Excerpted passage section start

For once I'd have to agree with the inflammatory and dramatic director of Operation Rescue; at least with his literal words.

The killing of children, or for that matter, state-sponsored killing of anyone, is not something I want my tax dollars to pay for. (Taxpayers continue to pay for capital punishment, the sad irony and injustice of which I will leave to another time.)

Terry's statement, taken from a press release announcing a five-state speaking tour, isn't really about child-killing or euthanasia or murder. It's about using language to scare the uninformed, the fearful, the religious, the elderly; and (one could say when viewing the demographic of town hall disrupters) the white, the male, the racist, the libertarian, the NRA member, the fiscal conservative (whatever that means, exactly, when crossed with Nazi-accusers).

Terry knows his demographic well, and they know exactly what he's getting at with words like "killer" and "murder" and "tax dollars." Even though, well, it's all lies.

Last week, Sen. Chuck Grassley of Iowa (the leading Republican member of the Senate Finance Committee currently tasked with writing a bipartisan health care reform bill) announced that end-of-life care has been dropped from their agenda.

Excerpted passage section end

Exercise instructions: In the passage about the Operation Rescue director's statement, what did Sen. Chuck Grassley announce last week? These items were taken from a separate source.

Data excerpts section start

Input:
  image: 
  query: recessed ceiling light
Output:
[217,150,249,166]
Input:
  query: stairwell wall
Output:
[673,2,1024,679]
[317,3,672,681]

Data excerpts section end

Final answer: He announced that end-of-life care had been dropped from the agenda of the Senate Finance Committee.